*What the exercise asks*:
Each line of the entries below that includes "this" belongs in your answer.

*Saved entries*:

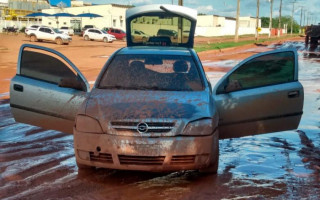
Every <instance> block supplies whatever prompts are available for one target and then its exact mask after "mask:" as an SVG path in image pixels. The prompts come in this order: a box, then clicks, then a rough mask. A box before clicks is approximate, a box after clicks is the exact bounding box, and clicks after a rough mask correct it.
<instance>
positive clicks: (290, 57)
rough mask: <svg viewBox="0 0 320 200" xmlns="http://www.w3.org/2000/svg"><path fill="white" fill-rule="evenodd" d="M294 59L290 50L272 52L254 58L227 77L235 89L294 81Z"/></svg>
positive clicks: (293, 54) (245, 63) (239, 89)
mask: <svg viewBox="0 0 320 200" xmlns="http://www.w3.org/2000/svg"><path fill="white" fill-rule="evenodd" d="M294 69H295V60H294V54H293V53H292V52H282V53H274V54H268V55H262V56H259V57H257V58H254V59H252V60H250V61H248V62H246V63H245V64H243V65H242V66H241V67H240V68H239V69H237V70H236V71H234V72H233V73H232V74H231V75H230V76H229V78H228V82H229V83H236V84H237V85H238V89H237V90H244V89H249V88H255V87H261V86H267V85H274V84H281V83H286V82H292V81H294Z"/></svg>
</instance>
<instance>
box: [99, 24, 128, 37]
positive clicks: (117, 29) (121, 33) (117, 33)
mask: <svg viewBox="0 0 320 200" xmlns="http://www.w3.org/2000/svg"><path fill="white" fill-rule="evenodd" d="M103 30H105V31H107V33H109V34H110V35H114V36H115V37H116V38H117V40H125V39H126V35H127V34H126V32H124V31H123V30H121V29H119V28H108V27H105V28H103Z"/></svg>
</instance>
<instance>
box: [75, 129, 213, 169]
mask: <svg viewBox="0 0 320 200" xmlns="http://www.w3.org/2000/svg"><path fill="white" fill-rule="evenodd" d="M214 134H218V133H217V131H215V132H214V133H213V134H212V135H209V136H201V137H200V136H199V137H185V136H177V137H159V138H148V137H130V136H116V135H109V134H89V133H82V132H78V131H76V130H75V129H74V150H75V155H76V160H77V162H78V163H80V164H83V165H88V166H94V167H102V168H111V169H121V170H141V171H162V172H163V171H179V170H191V169H202V168H206V167H207V166H208V165H209V163H210V158H211V154H212V153H215V152H212V151H213V149H215V148H213V146H214V145H217V144H213V137H214Z"/></svg>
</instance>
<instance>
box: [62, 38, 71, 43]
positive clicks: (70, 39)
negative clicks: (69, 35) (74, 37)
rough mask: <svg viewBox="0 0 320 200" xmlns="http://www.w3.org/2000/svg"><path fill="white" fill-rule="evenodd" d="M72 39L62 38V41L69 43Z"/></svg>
mask: <svg viewBox="0 0 320 200" xmlns="http://www.w3.org/2000/svg"><path fill="white" fill-rule="evenodd" d="M71 41H72V39H71V38H62V42H63V43H70V42H71Z"/></svg>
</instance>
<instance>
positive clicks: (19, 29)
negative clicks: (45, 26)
mask: <svg viewBox="0 0 320 200" xmlns="http://www.w3.org/2000/svg"><path fill="white" fill-rule="evenodd" d="M38 23H39V22H36V21H12V20H3V19H0V33H2V28H7V27H12V26H13V25H14V26H15V27H17V28H18V29H19V30H20V29H21V28H23V27H27V26H31V25H33V24H38Z"/></svg>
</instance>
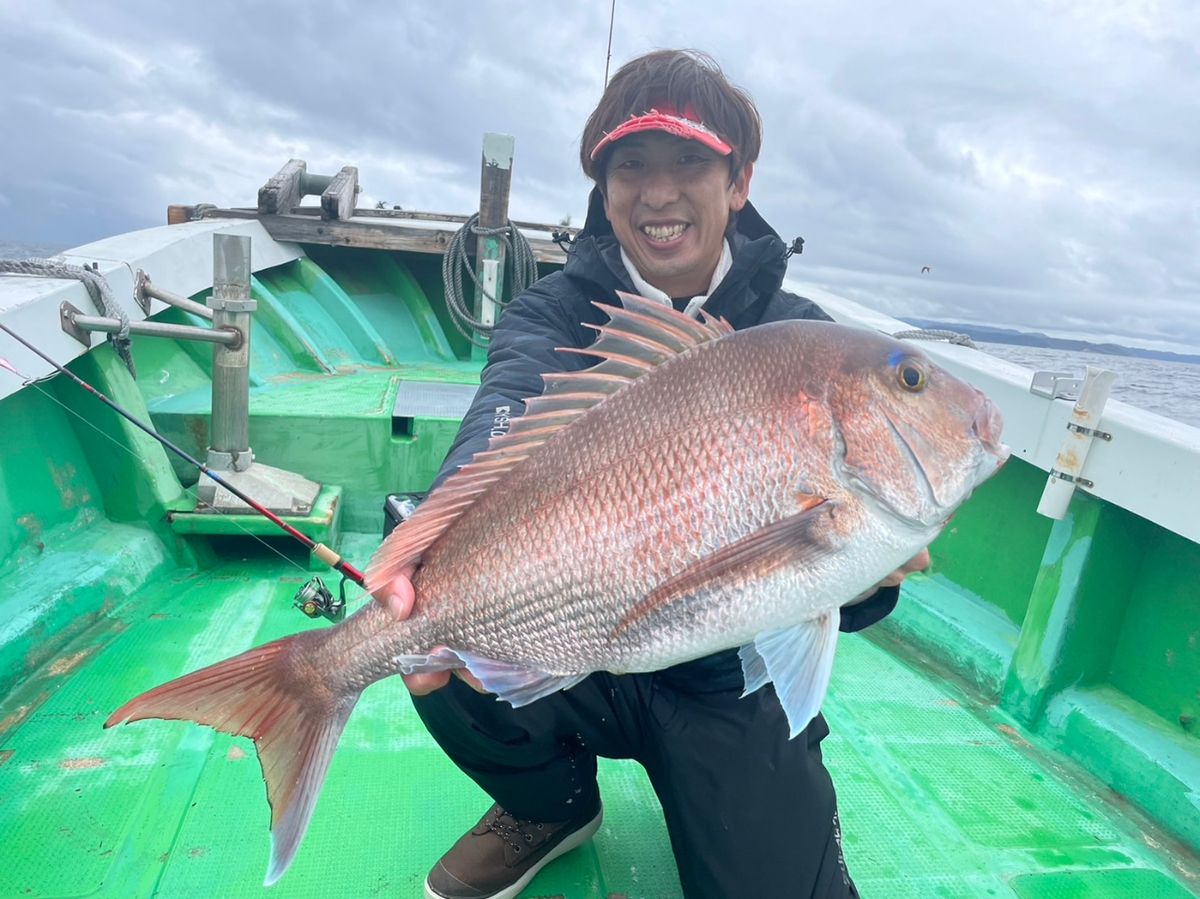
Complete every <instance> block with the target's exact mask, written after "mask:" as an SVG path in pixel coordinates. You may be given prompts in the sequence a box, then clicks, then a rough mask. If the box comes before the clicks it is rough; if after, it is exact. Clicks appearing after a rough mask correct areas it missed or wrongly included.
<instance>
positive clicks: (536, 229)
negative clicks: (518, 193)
mask: <svg viewBox="0 0 1200 899" xmlns="http://www.w3.org/2000/svg"><path fill="white" fill-rule="evenodd" d="M292 215H320V210H319V209H317V208H316V206H296V208H295V209H293V210H292ZM354 217H355V218H408V220H410V221H414V222H457V223H460V224H461V223H463V222H466V221H467V220H468V218H470V216H468V215H458V214H457V212H420V211H416V210H413V209H355V210H354ZM511 221H512V223H514V224H515V226H517V227H518V228H520V229H521V230H544V232H546V233H547V234H548V233H550V232H554V230H560V232H565V233H568V234H570V235H571V236H575V234H577V233H578V230H580V229H578V228H576V227H575V226H566V224H546V223H545V222H518V221H516V220H511Z"/></svg>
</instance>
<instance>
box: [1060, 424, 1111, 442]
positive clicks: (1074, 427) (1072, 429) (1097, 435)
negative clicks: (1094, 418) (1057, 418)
mask: <svg viewBox="0 0 1200 899" xmlns="http://www.w3.org/2000/svg"><path fill="white" fill-rule="evenodd" d="M1067 430H1068V431H1074V432H1075V433H1081V434H1084V437H1094V438H1097V439H1099V440H1111V439H1112V434H1110V433H1109V432H1108V431H1097V430H1096V428H1093V427H1084V426H1082V425H1076V424H1075V422H1074V421H1068V422H1067Z"/></svg>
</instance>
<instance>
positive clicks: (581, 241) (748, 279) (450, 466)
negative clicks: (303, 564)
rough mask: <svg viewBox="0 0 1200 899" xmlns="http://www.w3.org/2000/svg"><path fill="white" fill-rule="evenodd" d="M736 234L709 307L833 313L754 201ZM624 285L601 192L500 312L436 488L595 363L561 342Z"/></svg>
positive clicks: (849, 610)
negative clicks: (478, 377) (789, 261)
mask: <svg viewBox="0 0 1200 899" xmlns="http://www.w3.org/2000/svg"><path fill="white" fill-rule="evenodd" d="M727 236H728V239H730V244H731V251H732V257H733V262H732V266H731V268H730V271H728V272H727V274H726V276H725V278H724V280H722V281H721V283H720V284H719V286H718V287H716V289H715V290H714V292H713V293H712V294H710V295H709V298H708V300H707V301H706V302H704V311H706V312H709V313H712V314H714V316H721V317H724V318H725V319H726V320H728V323H730V324H731V325H733V328H734V329H739V330H740V329H743V328H750V326H752V325H756V324H762V323H766V322H778V320H781V319H788V318H816V319H824V320H828V319H829V316H827V314H826V313H824V312H823V311H822V310H821V308H820V307H818V306H817V305H816V304H814V302H812V301H811V300H806V299H804V298H802V296H797V295H796V294H791V293H787V292H785V290H782V289H781V283H782V280H784V275H785V274H786V271H787V248H786V246H785V245H784V241H782V240H780V238H779V235H778V234H776V233H775V232H774V230H773V229H772V228H770V226H768V224H767V222H764V221H763V220H762V217H761V216H760V215H758V212H757V211H756V210H755V209H754V206H751V205H750V204H749V203H748V204H746V205H745V208H744V209H743V210H742V211H740V212H739V214H738V215H737V216H736V218H734V221H733V223H732V226H731V228H730V230H728V232H727ZM617 290H626V292H630V293H632V292H635V290H634V284H632V282H631V281H630V278H629V272H628V271H626V270H625V266H624V264H623V263H622V259H620V247H619V245H618V244H617V238H616V236H614V235H613V233H612V226H611V224H610V223H608V220H607V217H606V216H605V214H604V206H602V203H601V200H600V196H599V192H598V191H593V192H592V198H590V202H589V206H588V218H587V222H586V223H584V227H583V230H581V232H580V234H578V235H577V238H576V240H575V242H574V245H572V246H571V250H570V252H569V256H568V259H566V265H565V266H564V268H563V270H562V271H556V272H553V274H551V275H547V276H546V277H544V278H541V280H540V281H538V282H536V283H535V284H533V286H532V287H530V288H529V289H528V290H526V292H524V293H522V294H521V295H520V296H518V298H516V300H514V302H512V304H511V305H510V306H509V307H508V308H506V310H505V311H504V313H503V314H502V316H500V320H499V322H498V323H497V325H496V330H494V331H493V334H492V341H491V346H490V348H488V352H487V365H486V366H485V368H484V371H482V374H481V378H480V386H479V391H478V392H476V394H475V398H474V401H473V402H472V406H470V409H469V410H468V412H467V414H466V415H464V416H463V420H462V426H461V428H460V431H458V436H457V437H456V438H455V442H454V444H452V446H451V448H450V451H449V454H448V455H446V459H445V462H444V463H443V466H442V471H440V472H439V473H438V477H437V479H436V480H434V484H439V483H440V481H442V480H443V479H444V478H446V477H448V475H449V474H451V473H452V472H455V471H457V469H458V467H460V466H463V465H466V463H467V462H469V461H470V457H472V456H473V455H474V454H475V453H478V451H480V450H484V449H486V448H487V440H488V437H490V436H491V434H492V433H493V432H500V431H503V430H506V427H508V421H509V419H511V418H516V416H517V415H520V414H521V412H522V410H523V408H524V400H526V398H527V397H529V396H536V395H539V394H541V386H542V382H541V374H542V373H544V372H553V371H572V370H580V368H584V367H588V366H590V365H594V364H595V360H594V359H592V358H589V356H583V355H580V354H575V353H559V352H557V350H556V347H587V346H590V344H592V343H593V341H594V340H595V336H596V335H595V331H593V330H592V329H589V328H586V326H584V325H583V323H584V322H588V323H592V324H604V323H605V322H607V318H608V317H607V316H606V314H604V312H601V311H600V310H598V308H596V307H595V306H593V305H592V301H593V300H598V301H600V302H606V304H612V305H619V300H618V299H617V294H616V292H617ZM898 597H899V588H894V587H893V588H886V589H881V591H880V592H878V593H876V594H875V595H874V597H871V598H870V599H868V600H864V601H863V603H859V604H857V605H854V606H851V607H847V609H844V610H842V613H841V629H842V630H860V629H863V628H865V627H868V625H869V624H874V623H875V622H877V621H880V619H881V618H883V617H884V616H886V615H888V613H889V612H890V611H892V610H893V609H894V607H895V604H896V598H898ZM672 671H678V672H679V673H686V677H688V681H689V682H692V681H697V682H698V679H700V678H698V677H695V676H701V675H702V678H703V681H704V683H706V684H708V685H710V687H712V688H719V689H726V688H727V687H732V685H737V684H740V678H742V667H740V663H739V661H738V659H737V654H736V653H720V654H718V655H715V657H709V659H701V660H700V661H697V663H690V664H689V665H682V666H679V667H678V669H674V670H672Z"/></svg>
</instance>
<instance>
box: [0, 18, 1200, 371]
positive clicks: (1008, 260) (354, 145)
mask: <svg viewBox="0 0 1200 899" xmlns="http://www.w3.org/2000/svg"><path fill="white" fill-rule="evenodd" d="M608 13H610V0H572V1H570V2H562V1H560V0H559V1H557V2H521V1H520V0H509V1H508V2H503V4H500V2H466V0H422V1H420V2H401V1H400V0H391V1H390V2H354V4H338V2H334V1H331V0H322V2H305V1H304V0H293V1H292V2H287V4H282V2H280V4H266V2H263V4H246V2H227V1H226V0H206V1H205V2H190V4H184V2H169V4H168V2H121V4H113V2H96V1H95V0H92V1H91V2H59V4H56V2H46V0H36V1H32V2H26V1H25V0H0V122H4V125H2V130H0V240H18V241H24V242H28V244H40V245H49V246H55V247H67V246H74V245H78V244H82V242H86V241H89V240H94V239H97V238H101V236H104V235H108V234H112V233H116V232H122V230H130V229H133V228H142V227H149V226H154V224H160V223H162V222H163V221H164V212H166V206H167V205H168V204H169V203H199V202H206V203H216V204H218V205H252V204H253V203H254V199H256V196H257V190H258V187H259V186H260V185H262V184H263V182H264V181H265V180H266V178H268V176H269V175H271V174H274V173H275V172H276V170H277V169H278V168H280V167H281V166H282V164H283V163H284V162H286V161H287V160H288V158H289V157H293V156H295V157H299V158H304V160H306V161H307V162H308V170H310V172H317V173H323V174H331V173H334V172H336V170H337V169H338V168H340V167H341V166H343V164H355V166H358V167H359V172H360V184H361V185H362V187H364V194H362V197H361V198H360V204H361V205H367V204H370V203H373V202H374V200H379V199H382V200H386V202H388V203H396V204H401V205H403V206H404V208H406V209H420V210H433V211H443V212H470V211H474V210H475V209H476V208H478V203H479V157H480V149H481V136H482V133H484V132H485V131H502V132H506V133H511V134H514V136H515V137H516V161H515V167H514V184H512V197H511V204H510V215H511V216H512V217H514V218H521V220H534V221H546V222H558V221H559V220H560V218H563V217H564V216H568V215H569V216H571V220H572V223H575V224H581V223H582V220H583V211H584V200H586V196H587V191H588V187H589V185H588V182H587V181H586V179H584V178H583V175H582V174H581V173H580V170H578V163H577V142H578V137H580V132H581V131H582V126H583V121H584V119H586V118H587V115H588V113H589V112H590V109H592V107H593V106H594V103H595V101H596V100H598V97H599V95H600V91H601V90H602V86H604V71H605V50H606V43H607V37H608ZM659 47H696V48H700V49H704V50H707V52H709V53H712V54H713V55H714V56H715V58H716V59H718V60H719V61H720V62H721V65H722V66H724V67H725V70H726V73H727V74H728V76H730V78H731V79H732V80H733V82H734V83H738V84H740V85H742V86H744V88H746V89H748V90H749V91H750V92H751V94H752V95H754V97H755V98H756V101H757V103H758V107H760V110H761V113H762V116H763V120H764V122H766V142H764V148H763V152H762V156H761V158H760V161H758V166H757V168H756V173H755V176H754V182H752V186H751V199H752V202H754V203H755V204H756V205H757V206H758V209H760V210H761V211H762V212H763V214H764V216H766V217H767V220H768V221H769V222H772V224H774V227H775V228H776V230H779V232H780V234H781V235H784V236H785V239H791V238H792V236H796V235H803V236H804V238H805V240H806V244H805V250H804V254H803V256H802V257H799V258H796V259H793V262H792V265H791V276H792V277H793V278H797V280H805V281H811V282H816V283H818V284H821V286H823V287H826V288H827V289H830V290H834V292H836V293H841V294H845V295H848V296H851V298H853V299H857V300H860V301H863V302H866V304H868V305H870V306H872V307H875V308H878V310H881V311H886V312H890V313H893V314H898V316H904V314H911V316H924V317H931V318H941V319H946V320H970V322H989V323H994V324H1001V325H1012V326H1020V328H1036V329H1040V330H1045V331H1049V332H1067V334H1079V335H1084V336H1091V337H1093V338H1096V337H1110V336H1118V337H1121V338H1123V340H1124V342H1129V343H1146V344H1156V343H1157V344H1165V343H1174V344H1177V346H1171V347H1168V348H1175V349H1181V348H1183V349H1188V348H1190V349H1192V350H1195V349H1200V4H1198V2H1196V0H1162V2H1156V0H1130V1H1128V2H1116V1H1112V0H1078V1H1076V0H1040V1H1039V0H992V1H990V2H980V4H973V2H971V4H964V2H928V1H925V0H911V1H910V2H905V4H898V2H894V0H889V1H888V2H826V1H822V0H811V1H809V2H803V4H802V2H796V4H768V2H754V1H748V0H739V1H737V2H719V1H718V0H683V1H679V2H673V1H672V2H653V4H637V5H635V4H634V2H632V0H617V4H616V28H614V30H613V40H612V55H613V68H616V67H617V66H618V65H619V64H620V62H623V61H625V60H628V59H630V58H632V56H635V55H637V54H640V53H642V52H644V50H648V49H653V48H659ZM924 265H929V266H930V268H931V271H930V272H929V274H925V275H922V274H920V269H922V266H924Z"/></svg>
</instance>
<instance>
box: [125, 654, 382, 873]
mask: <svg viewBox="0 0 1200 899" xmlns="http://www.w3.org/2000/svg"><path fill="white" fill-rule="evenodd" d="M319 633H320V631H308V633H305V634H298V635H294V636H290V637H286V639H283V640H276V641H275V642H271V643H266V645H265V646H259V647H256V648H253V649H250V651H248V652H245V653H242V654H241V655H236V657H234V658H232V659H226V660H224V661H218V663H217V664H215V665H210V666H209V667H206V669H200V670H199V671H194V672H192V673H191V675H185V676H184V677H180V678H176V679H174V681H170V682H168V683H166V684H162V685H161V687H156V688H155V689H152V690H149V691H146V693H144V694H142V695H140V696H136V697H134V699H132V700H130V701H128V702H126V703H125V705H124V706H121V707H120V708H119V709H116V711H115V712H114V713H113V714H112V715H109V718H108V720H107V721H104V726H106V727H110V726H113V725H114V724H120V723H121V721H138V720H142V719H145V718H161V719H166V720H188V721H196V723H197V724H204V725H208V726H210V727H214V729H215V730H218V731H221V732H222V733H233V735H239V736H242V737H250V738H251V739H253V741H254V749H256V750H257V751H258V761H259V765H260V766H262V769H263V780H264V781H265V783H266V798H268V802H270V805H271V862H270V867H269V868H268V871H266V879H265V881H264V885H265V886H270V885H271V883H274V882H275V881H277V880H278V879H280V877H281V876H283V873H284V871H286V870H287V869H288V865H289V864H292V859H293V857H294V856H295V853H296V849H298V847H299V846H300V840H301V839H302V838H304V834H305V831H306V829H307V827H308V819H310V817H311V816H312V810H313V807H314V805H316V804H317V796H318V795H319V793H320V786H322V784H323V783H324V780H325V772H326V771H328V768H329V761H330V759H331V757H332V755H334V748H335V747H336V745H337V739H338V737H340V736H341V733H342V729H343V727H344V726H346V721H347V719H348V718H349V717H350V712H352V711H353V709H354V706H355V703H356V702H358V700H359V694H360V691H358V690H355V691H353V693H350V694H346V695H335V694H334V693H332V691H331V690H330V689H329V687H328V685H326V684H325V683H323V682H322V681H319V679H318V677H317V672H316V670H314V669H313V666H312V664H311V663H308V661H307V660H306V655H307V653H305V652H299V649H300V648H301V646H302V645H306V643H307V645H308V646H307V647H305V648H311V643H312V637H313V635H316V634H319Z"/></svg>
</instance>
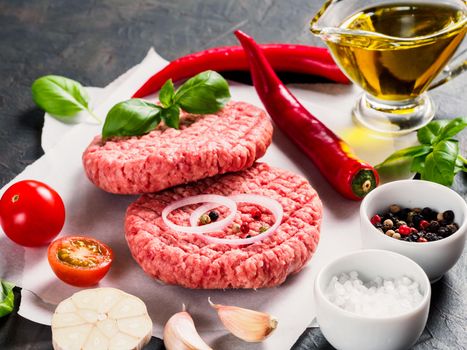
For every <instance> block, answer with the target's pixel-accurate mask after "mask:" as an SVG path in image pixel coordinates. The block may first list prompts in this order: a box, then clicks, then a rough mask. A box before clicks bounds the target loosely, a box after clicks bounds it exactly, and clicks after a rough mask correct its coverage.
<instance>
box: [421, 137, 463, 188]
mask: <svg viewBox="0 0 467 350" xmlns="http://www.w3.org/2000/svg"><path fill="white" fill-rule="evenodd" d="M458 155H459V144H458V142H457V141H455V140H442V141H440V142H439V143H437V144H436V146H435V147H434V149H433V152H432V153H430V154H429V155H428V156H427V157H426V159H425V168H424V170H423V172H422V173H421V179H422V180H428V181H432V182H437V183H439V184H442V185H445V186H451V185H452V182H453V180H454V170H455V167H456V161H457V158H458Z"/></svg>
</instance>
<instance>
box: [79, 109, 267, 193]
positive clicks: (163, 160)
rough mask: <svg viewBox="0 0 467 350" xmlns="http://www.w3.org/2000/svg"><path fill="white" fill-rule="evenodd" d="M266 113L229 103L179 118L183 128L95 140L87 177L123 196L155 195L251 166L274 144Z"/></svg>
mask: <svg viewBox="0 0 467 350" xmlns="http://www.w3.org/2000/svg"><path fill="white" fill-rule="evenodd" d="M271 138H272V125H271V122H270V121H269V118H268V116H267V115H266V113H265V112H264V111H263V110H262V109H260V108H257V107H255V106H253V105H250V104H248V103H245V102H230V103H229V104H228V105H227V106H226V107H225V108H224V109H223V110H221V111H220V112H218V113H216V114H209V115H191V114H187V113H182V114H181V124H180V129H179V130H177V129H172V128H166V127H163V126H162V127H159V128H158V129H156V130H154V131H152V132H150V133H149V134H147V135H144V136H139V137H126V138H115V139H113V140H108V141H107V142H105V143H103V142H102V139H101V137H100V136H96V137H95V138H94V140H93V141H92V143H91V144H90V145H89V146H88V148H87V149H86V150H85V152H84V154H83V164H84V169H85V170H86V174H87V176H88V177H89V179H90V180H91V181H92V182H93V183H94V184H95V185H96V186H98V187H100V188H102V189H103V190H105V191H108V192H112V193H120V194H140V193H149V192H157V191H160V190H163V189H166V188H169V187H172V186H175V185H180V184H184V183H187V182H191V181H196V180H199V179H203V178H205V177H210V176H214V175H217V174H223V173H226V172H232V171H239V170H243V169H246V168H248V167H250V166H251V165H252V164H253V163H254V161H255V160H256V159H257V158H259V157H261V156H263V155H264V153H265V152H266V149H267V147H268V146H269V145H270V144H271Z"/></svg>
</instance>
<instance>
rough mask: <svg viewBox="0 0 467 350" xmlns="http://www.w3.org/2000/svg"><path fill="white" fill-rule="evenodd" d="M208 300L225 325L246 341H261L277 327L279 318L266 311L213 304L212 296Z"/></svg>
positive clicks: (243, 339)
mask: <svg viewBox="0 0 467 350" xmlns="http://www.w3.org/2000/svg"><path fill="white" fill-rule="evenodd" d="M208 301H209V304H210V305H211V306H212V307H213V308H214V309H216V310H217V314H218V316H219V318H220V320H221V321H222V323H223V324H224V327H225V328H227V329H228V330H229V331H230V332H231V333H232V334H233V335H235V336H236V337H238V338H240V339H242V340H244V341H246V342H251V343H255V342H261V341H263V340H264V339H266V338H267V337H268V336H269V335H270V334H271V333H272V332H273V331H274V330H275V329H276V328H277V324H278V321H277V319H276V318H275V317H273V316H271V315H269V314H266V313H264V312H259V311H255V310H250V309H244V308H241V307H237V306H227V305H220V304H213V303H212V302H211V299H210V298H209V299H208Z"/></svg>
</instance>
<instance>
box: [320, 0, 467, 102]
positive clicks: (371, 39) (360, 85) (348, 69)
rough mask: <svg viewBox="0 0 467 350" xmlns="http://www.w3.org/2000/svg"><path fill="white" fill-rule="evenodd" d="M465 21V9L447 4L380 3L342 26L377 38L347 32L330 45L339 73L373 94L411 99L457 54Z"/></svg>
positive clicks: (442, 3) (422, 91)
mask: <svg viewBox="0 0 467 350" xmlns="http://www.w3.org/2000/svg"><path fill="white" fill-rule="evenodd" d="M465 17H466V13H465V9H462V8H458V7H455V6H453V5H447V4H443V3H432V2H431V3H430V2H427V3H410V2H407V3H397V4H390V3H389V4H382V5H380V6H375V7H369V8H367V9H365V10H363V11H361V12H358V13H356V14H354V15H352V16H350V17H349V18H347V19H346V20H345V21H343V22H342V24H341V25H340V28H342V29H350V30H364V31H367V32H372V33H375V35H374V36H373V35H369V36H368V35H367V36H362V35H358V34H352V32H349V34H346V35H342V36H341V38H340V40H330V41H328V46H329V48H330V49H331V52H332V53H333V56H334V58H335V59H336V61H337V63H338V64H339V65H340V66H341V68H342V69H343V70H344V71H345V72H346V73H347V74H348V75H349V77H350V78H351V79H352V80H353V81H354V82H356V83H358V84H359V85H360V86H361V87H362V88H363V89H364V90H366V91H367V92H368V93H369V94H370V95H372V96H374V97H376V98H377V99H380V100H388V101H404V100H410V99H413V98H415V97H417V96H419V95H420V94H421V93H423V92H424V91H425V90H426V89H427V88H428V86H429V84H430V82H431V81H432V80H433V79H434V78H435V77H436V75H437V74H438V73H439V72H440V71H441V70H442V68H443V67H444V66H445V64H446V63H447V61H448V60H449V59H450V58H451V56H452V55H453V54H454V52H455V50H456V48H457V47H458V45H459V44H460V43H461V41H462V39H463V38H464V36H465V33H466V30H467V26H466V24H465V22H466V21H465ZM380 34H382V35H380Z"/></svg>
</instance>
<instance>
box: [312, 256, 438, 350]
mask: <svg viewBox="0 0 467 350" xmlns="http://www.w3.org/2000/svg"><path fill="white" fill-rule="evenodd" d="M430 297H431V285H430V281H429V279H428V277H427V275H426V273H425V272H424V271H423V269H422V268H421V267H420V266H419V265H418V264H417V263H415V262H414V261H413V260H411V259H409V258H407V257H405V256H403V255H400V254H398V253H394V252H390V251H385V250H376V249H369V250H359V251H355V252H351V253H349V254H346V255H343V256H341V257H339V258H337V259H335V260H333V261H332V262H330V263H329V264H328V265H326V266H325V267H324V268H322V269H321V271H320V272H319V273H318V276H317V277H316V280H315V286H314V298H315V307H316V318H317V321H318V324H319V326H320V328H321V331H322V332H323V334H324V336H325V337H326V339H327V340H328V341H329V343H331V345H333V346H334V347H335V348H337V349H341V350H366V349H368V350H373V349H378V350H401V349H408V348H410V346H412V345H413V344H414V343H415V342H416V341H417V339H418V338H419V337H420V335H421V334H422V331H423V329H424V328H425V325H426V321H427V319H428V311H429V308H430Z"/></svg>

*Result of the exercise*:
Every <instance> block supplies whatever prompts are available for one target and then its exact mask after "mask:" as an SVG path in image pixels. The prompts come in this order: a box, then clicks, then a rough mask. A box before clicks is approximate, a box after clicks is the exact bounding box, and clicks after a rough mask correct it.
For every <instance> block, answer with the target's pixel-accurate mask after "mask:" as an SVG path in image pixel coordinates. The block may first list prompts in this order: a box, then clicks, then a rough mask. A box before clicks bounds the target loosely, a box after clicks bounds it exactly, and clicks after a rough mask correct its coverage.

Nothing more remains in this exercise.